§ EXERCISE GOAL
Set every entry down again exactly, excluding any pictures.

§ DATA
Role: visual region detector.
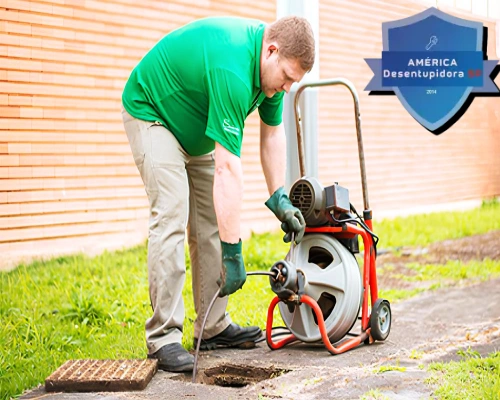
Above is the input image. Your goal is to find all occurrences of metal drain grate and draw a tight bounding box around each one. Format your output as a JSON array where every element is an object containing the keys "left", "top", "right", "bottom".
[{"left": 45, "top": 359, "right": 158, "bottom": 392}]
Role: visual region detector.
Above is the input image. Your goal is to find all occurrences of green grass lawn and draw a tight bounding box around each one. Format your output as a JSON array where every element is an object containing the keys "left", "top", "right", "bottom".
[
  {"left": 361, "top": 349, "right": 500, "bottom": 400},
  {"left": 0, "top": 200, "right": 499, "bottom": 399},
  {"left": 372, "top": 198, "right": 499, "bottom": 248},
  {"left": 427, "top": 349, "right": 500, "bottom": 400},
  {"left": 379, "top": 258, "right": 500, "bottom": 303}
]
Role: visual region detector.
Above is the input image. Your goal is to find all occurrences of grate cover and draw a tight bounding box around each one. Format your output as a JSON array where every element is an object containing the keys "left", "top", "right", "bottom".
[{"left": 45, "top": 359, "right": 158, "bottom": 392}]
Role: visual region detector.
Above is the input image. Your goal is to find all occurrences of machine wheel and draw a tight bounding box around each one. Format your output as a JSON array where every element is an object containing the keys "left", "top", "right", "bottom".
[{"left": 369, "top": 299, "right": 391, "bottom": 341}]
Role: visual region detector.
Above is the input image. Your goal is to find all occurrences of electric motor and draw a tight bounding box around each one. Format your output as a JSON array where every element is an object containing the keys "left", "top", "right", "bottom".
[
  {"left": 289, "top": 177, "right": 351, "bottom": 227},
  {"left": 289, "top": 177, "right": 329, "bottom": 226}
]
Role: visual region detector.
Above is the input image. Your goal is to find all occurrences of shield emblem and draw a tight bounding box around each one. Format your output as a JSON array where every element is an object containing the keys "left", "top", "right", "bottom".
[{"left": 382, "top": 8, "right": 482, "bottom": 132}]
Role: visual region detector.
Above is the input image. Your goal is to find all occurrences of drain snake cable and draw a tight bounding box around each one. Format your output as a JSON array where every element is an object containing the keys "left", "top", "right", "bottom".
[{"left": 192, "top": 270, "right": 286, "bottom": 383}]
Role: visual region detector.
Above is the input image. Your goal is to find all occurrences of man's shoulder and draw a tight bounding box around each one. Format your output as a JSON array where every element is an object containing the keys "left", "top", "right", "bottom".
[
  {"left": 194, "top": 16, "right": 265, "bottom": 30},
  {"left": 200, "top": 17, "right": 264, "bottom": 92},
  {"left": 206, "top": 68, "right": 253, "bottom": 99},
  {"left": 167, "top": 16, "right": 265, "bottom": 44}
]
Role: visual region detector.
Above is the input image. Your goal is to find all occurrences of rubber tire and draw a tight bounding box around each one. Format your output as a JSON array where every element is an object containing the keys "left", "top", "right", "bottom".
[{"left": 370, "top": 299, "right": 391, "bottom": 341}]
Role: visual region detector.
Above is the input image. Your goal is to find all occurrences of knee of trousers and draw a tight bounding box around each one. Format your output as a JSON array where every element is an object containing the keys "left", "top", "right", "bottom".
[{"left": 149, "top": 202, "right": 187, "bottom": 232}]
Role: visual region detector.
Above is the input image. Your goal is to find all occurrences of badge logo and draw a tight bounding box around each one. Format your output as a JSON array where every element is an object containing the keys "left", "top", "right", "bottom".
[{"left": 365, "top": 7, "right": 499, "bottom": 134}]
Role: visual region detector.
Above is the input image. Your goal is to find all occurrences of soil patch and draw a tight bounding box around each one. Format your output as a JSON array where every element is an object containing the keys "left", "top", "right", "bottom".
[
  {"left": 427, "top": 230, "right": 500, "bottom": 262},
  {"left": 375, "top": 230, "right": 500, "bottom": 291}
]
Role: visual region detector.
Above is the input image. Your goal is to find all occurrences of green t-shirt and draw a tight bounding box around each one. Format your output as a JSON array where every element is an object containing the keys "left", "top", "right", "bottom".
[{"left": 122, "top": 17, "right": 284, "bottom": 157}]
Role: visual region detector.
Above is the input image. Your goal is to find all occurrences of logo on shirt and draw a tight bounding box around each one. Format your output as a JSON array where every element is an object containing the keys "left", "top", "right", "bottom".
[{"left": 223, "top": 118, "right": 240, "bottom": 136}]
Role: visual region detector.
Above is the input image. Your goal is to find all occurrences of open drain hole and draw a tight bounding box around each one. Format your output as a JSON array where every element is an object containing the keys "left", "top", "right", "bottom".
[
  {"left": 203, "top": 364, "right": 289, "bottom": 387},
  {"left": 172, "top": 364, "right": 289, "bottom": 387}
]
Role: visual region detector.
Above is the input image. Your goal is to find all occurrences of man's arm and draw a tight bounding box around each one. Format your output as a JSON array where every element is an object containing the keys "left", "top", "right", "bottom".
[
  {"left": 260, "top": 119, "right": 287, "bottom": 196},
  {"left": 260, "top": 119, "right": 306, "bottom": 243},
  {"left": 213, "top": 142, "right": 243, "bottom": 243}
]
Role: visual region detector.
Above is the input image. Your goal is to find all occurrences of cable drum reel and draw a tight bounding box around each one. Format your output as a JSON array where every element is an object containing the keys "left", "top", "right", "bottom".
[{"left": 269, "top": 177, "right": 363, "bottom": 344}]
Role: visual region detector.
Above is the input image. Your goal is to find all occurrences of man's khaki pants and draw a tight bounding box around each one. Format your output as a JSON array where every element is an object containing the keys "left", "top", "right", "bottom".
[{"left": 122, "top": 109, "right": 232, "bottom": 354}]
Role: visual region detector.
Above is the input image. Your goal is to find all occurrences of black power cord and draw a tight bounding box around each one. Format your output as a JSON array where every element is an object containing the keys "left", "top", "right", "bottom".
[
  {"left": 349, "top": 203, "right": 379, "bottom": 256},
  {"left": 327, "top": 204, "right": 379, "bottom": 256}
]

§ EXERCISE OUTPUT
Role: visual region detector.
Above is the input image. Your goal is to find all occurrences of metal drain grate and draw a tight bounding box around each one. Format your output as a JSON array where every element is an object containing the keys "left", "top", "right", "bottom".
[{"left": 45, "top": 359, "right": 158, "bottom": 392}]
Role: visual region detector.
Above is the input image. Your goal is to find all occurrences of green grass lawn and draw a tight bounding box around each one. Format your output as a JSON array where every element is an object containing the keys "left", "top", "right", "bottom".
[
  {"left": 361, "top": 349, "right": 500, "bottom": 400},
  {"left": 0, "top": 200, "right": 499, "bottom": 399},
  {"left": 372, "top": 198, "right": 499, "bottom": 248},
  {"left": 427, "top": 349, "right": 500, "bottom": 400},
  {"left": 379, "top": 258, "right": 500, "bottom": 303}
]
Role: visual region detector.
Above is the input image. Your goal is to find all occurrences of grate cover and draw a tight bounding box around each one. Format your output as a JSON array where every element is an object containing the keys "left", "top", "right", "bottom".
[{"left": 45, "top": 359, "right": 158, "bottom": 392}]
Role: visual region detector.
Above is the input image. Your goal is to find all occurrences of machine wheel and draw a tight bounding box around each one. Format your output as a JSON array where every element is an object containing the keys "left", "top", "right", "bottom".
[{"left": 369, "top": 299, "right": 391, "bottom": 341}]
Role: visual region detector.
Above is the input image. Your goal is to find all occurrences of electric motor and draw a tight bounding box around each one. Format your output as a JSON array where every element is an object containing the keys "left", "top", "right", "bottom".
[
  {"left": 289, "top": 177, "right": 351, "bottom": 227},
  {"left": 289, "top": 177, "right": 329, "bottom": 226}
]
Role: visual region detector.
Above is the input image. Your goal is to find all occurrences of shield emblem and draw a tight bounding box around each one. Format your output as a JSON array where every element is an object containing the keys "left", "top", "right", "bottom".
[{"left": 382, "top": 8, "right": 482, "bottom": 132}]
Role: visual region detector.
Above is the input image. Your goal is to find all occurrences of drain snake cable and draw a tight bounding box around each one. Format your output as a JSON array where every element is an object containing the keys "left", "top", "right", "bottom".
[{"left": 192, "top": 270, "right": 286, "bottom": 383}]
Role: visual region detector.
Above is the input image. Your goal is to find all occurrences of man's shoulder and draw a tight bounding box around each one. Format your output as a JSON array where every element is an object containing the keys "left", "top", "right", "bottom".
[
  {"left": 194, "top": 16, "right": 265, "bottom": 30},
  {"left": 200, "top": 17, "right": 264, "bottom": 92},
  {"left": 206, "top": 68, "right": 253, "bottom": 99},
  {"left": 167, "top": 16, "right": 265, "bottom": 44}
]
Role: visual region detector.
Above is the input image. Your goal is to find all occurrences of rubber tire and draw a tight bounding box around each one. Format your output as a JSON array where every element is an object containing the keys "left", "top", "right", "bottom".
[{"left": 370, "top": 299, "right": 391, "bottom": 341}]
Role: visual region detector.
Above is the input image. Your goal is to find all occurrences of knee of trousers and draw a tight bounding box around each one. Format your output as a JSON array where every element is an object containing the keys "left", "top", "right", "bottom".
[{"left": 149, "top": 202, "right": 187, "bottom": 232}]
Role: visual region detector.
Above is the input image. Your goal is to find all occurrences of badge logo and draw a tight bounding box around each one. Format your output as a JSON array where every element is an object containing the keys "left", "top", "right", "bottom".
[{"left": 365, "top": 7, "right": 499, "bottom": 134}]
Role: visual region detector.
Above is the input image. Your goal is to find all occurrences of soil patch and draw a tight bounding box around each one. Format your output as a JSON array where every element is an object containing the keys "left", "top", "right", "bottom".
[
  {"left": 427, "top": 230, "right": 500, "bottom": 262},
  {"left": 375, "top": 230, "right": 500, "bottom": 291}
]
Role: visual region detector.
Above is the input image. Your goal is to find all occurrences of green t-shirt and draw a tight bounding box around each one. Format your output as a JSON array where every element is an object containing the keys "left", "top", "right", "bottom".
[{"left": 122, "top": 17, "right": 284, "bottom": 157}]
Role: visual region detector.
Above is the input image. Your goal is to find all occurrences of logo on shirt and draw a tight bounding box around each one. Format your output as a JSON array where every element is an object containing the keys "left", "top", "right", "bottom".
[{"left": 223, "top": 118, "right": 240, "bottom": 136}]
Role: visual region detector.
Above is the input image. Your goal is to find all occurrences of open drain hole and draw a tight bounding box around each one. Format your output as a JSON array where every element is an object containing the keys "left", "top", "right", "bottom".
[
  {"left": 203, "top": 364, "right": 289, "bottom": 387},
  {"left": 172, "top": 364, "right": 289, "bottom": 387}
]
Role: visual region detector.
Above is the input image. Your goal is to find all occurrences of man's arm and draw a tight bounding box around each one. Format your output as a JSON array where every element is an object containing the keys "left", "top", "right", "bottom".
[
  {"left": 260, "top": 119, "right": 287, "bottom": 196},
  {"left": 260, "top": 119, "right": 306, "bottom": 243},
  {"left": 213, "top": 142, "right": 243, "bottom": 243}
]
Role: visual region detector.
Above is the input image. Your goal is to find all occurrences of cable drum reel and draw a tight bounding box around each one. Format your output as a JSON array where every element is an object containing the keys "left", "top", "right", "bottom".
[{"left": 269, "top": 177, "right": 363, "bottom": 344}]
Role: visual region detector.
Above is the input image. Your goal is to find all occurrences of man's khaki pants and draw a tight bounding box around each one. Format your output as a JSON array where every element is an object containing the keys "left", "top", "right", "bottom".
[{"left": 122, "top": 109, "right": 232, "bottom": 354}]
Role: visual region detector.
Above is the input image. Your goal is to find all occurrences of black power cord and draw a tight bounding box around each one. Format your output as a JSON array where every element is an object containing the keys "left", "top", "right", "bottom".
[
  {"left": 349, "top": 203, "right": 379, "bottom": 256},
  {"left": 327, "top": 204, "right": 379, "bottom": 256}
]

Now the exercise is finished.